What you need to do.
**1)** According to the pipeline write-up below, what kind of app and background worker make up the Render deployment?
**2)** Print the stretch of the pipeline write-up from "I learned a" through "the relational end.".

Provided text.
BioPharma Data Pipeline

Published 2025-02-01 • Updated 2025-11-11

During my internship at CTIC, I noticed that a consistent pain point in the biopharma investment/startup space is that consultants and investors spend hours searching for particular assets and asset types across a variety of sources, so I built a single pipeline to surface relevant information automatically.

Pipeline snapshot

  1. Data sources
    • ClinicalTrials.gov
    • SEC 10-Ks
    • Deal reporting platforms
    • Exhibitions, showcases, and conferences
    • DuckDuckGo Search (DDGS) for company information
  2. ETL & NLP
    • ETL: BeautifulSoup, Selenium, gpt-4o for page summaries/blurbs
    • NLP: SentenceTransformers/SBERT, rank-bm25
    • Semantic + lexical search hybrid with top k result reranking using a cross encoder
  3. S3 JSON Document Store
    • ETL runs are merged with previous runs into a single object
    • SBERT embedding matrix is computed with every run and also stored on S3
  4. Render deployment
    • Flask app with a Celery background worker
    • Pages for login, search, task progress, and result receipt
    • Result provided via downloadable Excel sheet

Key challenges

Looking back, the primary challenge was the sheer size of the task. There were so many sources to parse through — each one needing a tailored approach — and so much I hadn’t done before (semantic searching, Render deployment, managing a background worker) that just getting something working proved to be a challenge. I also over-built before checking in with the coworkers who would be using the product, meaning that, although I enjoyed developing this and learning so many new things, I probably could have been more focused on developing what was actually needed rather than what I thought would be helpful. Next time, I’d keep the end users more involved throughout the process.

This was also one of my first projects that I developed with the intention of sharing the codebase with someone else, which pushed me to be more thorough with documentation, clear code, and generally best practices. I found that this actually helped me think through how I was approaching each problem more intentionally, since I had in mind that I would be sharing these approaches with others.

Brief reflections

A fun challenge was getting company websites from a list of companies. I wanted to gather blurbs about each company for semantic searching down the line, but I generally don’t trust current LLMs’ web-searching capabilities (in my experience they’re particularly prone to hallucinations), especially for collecting information on lesser-known companies. My solution was to get the home and “about” pages for each company, and ask an LLM to use just those pages’ information to create the blurbs.

I used DuckDuckGo Search, DDG’s web-searching API, to get the websites, which I filtered by fuzzy-matching with the company name and removing links that looked like news or Wikipedia articles. I then appended common “about” URL paths (“/about-us”, “/company”, “/our-story”, etc.) and kept those that returned a successful status code. This approach was 90%+ successful, surprisingly.

I also discovered and enjoyed learning about semantic searching and text embeddings through this project. I hope to create a dedicated write-up about them at some point. Combining the semantic search with a lexical search turned out well, since it offered a good balance of a more “conceptual” search with a “hard” search that’s often needed when searching for specific drug or company names.

Conclusion

I learned a lot through this project: HTML/JS site parsing, building a search engine, and developing an app that offloads heavy tasks (notably the search) to a background worker on the tech side; and managing my own expectations and clearly understanding users’ needs on the relational end.

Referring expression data
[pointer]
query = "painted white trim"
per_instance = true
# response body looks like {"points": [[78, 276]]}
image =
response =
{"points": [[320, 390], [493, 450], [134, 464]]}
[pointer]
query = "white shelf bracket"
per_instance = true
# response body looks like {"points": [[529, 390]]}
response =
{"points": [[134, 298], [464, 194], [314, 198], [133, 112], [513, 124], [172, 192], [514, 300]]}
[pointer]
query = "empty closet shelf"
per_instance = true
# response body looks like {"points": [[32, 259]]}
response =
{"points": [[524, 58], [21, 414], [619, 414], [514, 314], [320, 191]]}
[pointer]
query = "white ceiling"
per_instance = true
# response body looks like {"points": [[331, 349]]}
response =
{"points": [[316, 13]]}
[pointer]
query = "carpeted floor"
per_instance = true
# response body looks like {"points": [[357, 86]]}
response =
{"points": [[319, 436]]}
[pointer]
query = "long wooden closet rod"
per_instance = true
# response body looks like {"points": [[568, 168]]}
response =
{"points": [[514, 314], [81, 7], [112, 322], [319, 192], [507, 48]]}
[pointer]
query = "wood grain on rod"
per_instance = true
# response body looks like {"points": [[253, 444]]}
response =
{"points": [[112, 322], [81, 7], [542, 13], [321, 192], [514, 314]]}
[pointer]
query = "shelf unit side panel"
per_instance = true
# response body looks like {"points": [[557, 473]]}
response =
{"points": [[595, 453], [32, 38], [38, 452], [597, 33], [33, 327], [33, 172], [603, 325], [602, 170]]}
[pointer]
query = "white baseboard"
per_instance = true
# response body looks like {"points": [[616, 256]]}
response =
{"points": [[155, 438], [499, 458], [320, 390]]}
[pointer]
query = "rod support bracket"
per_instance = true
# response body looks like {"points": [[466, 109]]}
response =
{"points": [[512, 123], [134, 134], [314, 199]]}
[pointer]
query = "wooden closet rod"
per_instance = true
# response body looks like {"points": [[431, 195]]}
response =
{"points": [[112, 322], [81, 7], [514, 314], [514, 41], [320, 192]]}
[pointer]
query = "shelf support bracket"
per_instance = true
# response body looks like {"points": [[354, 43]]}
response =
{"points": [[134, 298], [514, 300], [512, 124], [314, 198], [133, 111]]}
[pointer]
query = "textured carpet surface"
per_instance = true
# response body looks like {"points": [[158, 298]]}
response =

Per-task outputs.
**1)** A Flask app with a Celery background worker.

**2)**
I learned a lot through this project: HTML/JS site parsing, building a search engine, and developing an app that offloads heavy tasks (notably the search) to a background worker on the tech side; and managing my own expectations and clearly understanding users’ needs on the relational end.